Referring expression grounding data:
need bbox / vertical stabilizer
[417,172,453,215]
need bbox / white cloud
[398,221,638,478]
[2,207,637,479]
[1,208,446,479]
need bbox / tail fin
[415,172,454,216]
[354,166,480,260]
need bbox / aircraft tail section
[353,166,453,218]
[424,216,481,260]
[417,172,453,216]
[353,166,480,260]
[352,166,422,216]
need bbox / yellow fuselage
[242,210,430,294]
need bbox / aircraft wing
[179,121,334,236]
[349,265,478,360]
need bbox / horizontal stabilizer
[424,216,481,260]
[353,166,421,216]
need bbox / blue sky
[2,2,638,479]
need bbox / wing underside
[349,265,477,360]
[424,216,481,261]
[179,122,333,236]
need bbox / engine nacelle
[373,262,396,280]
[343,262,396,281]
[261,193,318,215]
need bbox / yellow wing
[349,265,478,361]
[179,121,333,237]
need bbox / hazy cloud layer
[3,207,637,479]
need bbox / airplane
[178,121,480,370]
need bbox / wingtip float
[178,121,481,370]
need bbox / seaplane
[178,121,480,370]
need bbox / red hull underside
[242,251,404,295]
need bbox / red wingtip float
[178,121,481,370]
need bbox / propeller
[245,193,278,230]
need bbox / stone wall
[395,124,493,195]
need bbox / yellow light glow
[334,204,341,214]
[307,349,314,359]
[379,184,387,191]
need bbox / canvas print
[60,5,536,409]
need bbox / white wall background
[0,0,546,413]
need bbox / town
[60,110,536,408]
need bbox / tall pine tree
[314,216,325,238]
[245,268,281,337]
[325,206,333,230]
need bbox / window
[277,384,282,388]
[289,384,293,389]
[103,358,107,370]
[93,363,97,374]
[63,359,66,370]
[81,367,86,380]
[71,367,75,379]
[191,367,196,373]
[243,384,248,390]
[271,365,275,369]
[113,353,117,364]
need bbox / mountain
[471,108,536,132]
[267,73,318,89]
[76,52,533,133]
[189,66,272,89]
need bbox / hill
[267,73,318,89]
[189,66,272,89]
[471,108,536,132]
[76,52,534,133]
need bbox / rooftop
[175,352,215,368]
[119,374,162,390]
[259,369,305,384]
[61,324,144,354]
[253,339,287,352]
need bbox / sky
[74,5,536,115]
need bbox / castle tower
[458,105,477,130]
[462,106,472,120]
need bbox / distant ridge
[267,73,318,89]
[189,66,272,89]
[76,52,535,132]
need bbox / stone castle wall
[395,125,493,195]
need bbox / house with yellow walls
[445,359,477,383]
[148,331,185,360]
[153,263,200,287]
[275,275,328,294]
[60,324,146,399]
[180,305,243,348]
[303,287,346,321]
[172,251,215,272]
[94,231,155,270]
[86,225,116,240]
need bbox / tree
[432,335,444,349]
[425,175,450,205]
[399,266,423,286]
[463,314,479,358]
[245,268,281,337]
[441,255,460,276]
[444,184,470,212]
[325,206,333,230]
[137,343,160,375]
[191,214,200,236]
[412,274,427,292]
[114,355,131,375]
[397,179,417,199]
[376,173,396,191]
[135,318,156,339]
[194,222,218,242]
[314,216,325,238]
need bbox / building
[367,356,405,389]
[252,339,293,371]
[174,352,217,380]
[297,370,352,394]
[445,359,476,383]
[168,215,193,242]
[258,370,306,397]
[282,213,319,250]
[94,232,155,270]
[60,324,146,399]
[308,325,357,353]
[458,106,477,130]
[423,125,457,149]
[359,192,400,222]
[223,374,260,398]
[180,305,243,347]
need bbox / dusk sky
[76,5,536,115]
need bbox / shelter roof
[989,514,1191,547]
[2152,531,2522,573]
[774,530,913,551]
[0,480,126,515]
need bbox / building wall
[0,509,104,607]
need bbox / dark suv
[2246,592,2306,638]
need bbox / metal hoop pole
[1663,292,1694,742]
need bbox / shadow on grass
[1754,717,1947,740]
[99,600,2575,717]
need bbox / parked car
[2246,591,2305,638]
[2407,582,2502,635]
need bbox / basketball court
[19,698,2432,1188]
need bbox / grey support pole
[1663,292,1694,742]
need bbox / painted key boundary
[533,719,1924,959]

| AIM OF THE TASK |
Nothing but the lines from the one with "need bbox / shelter roof" through the end of the data above should be reproduced, each exactly, both ends included.

| TASK SOLUTION |
need bbox / shelter roof
[989,514,1191,547]
[2152,531,2522,573]
[774,530,913,551]
[0,480,126,515]
need bbox / building wall
[0,509,104,607]
need bbox / dark suv
[2246,592,2306,638]
need bbox / metal hoop pole
[1663,292,1694,742]
need bbox / shadow on grass
[1754,717,1947,740]
[99,600,2575,717]
need bbox / parked car
[2246,591,2305,638]
[2407,582,2502,635]
need bbox / basketball court
[19,698,2432,1188]
need bbox / grey support pole
[1663,292,1694,742]
need bbox / painted key boundary
[533,719,1924,959]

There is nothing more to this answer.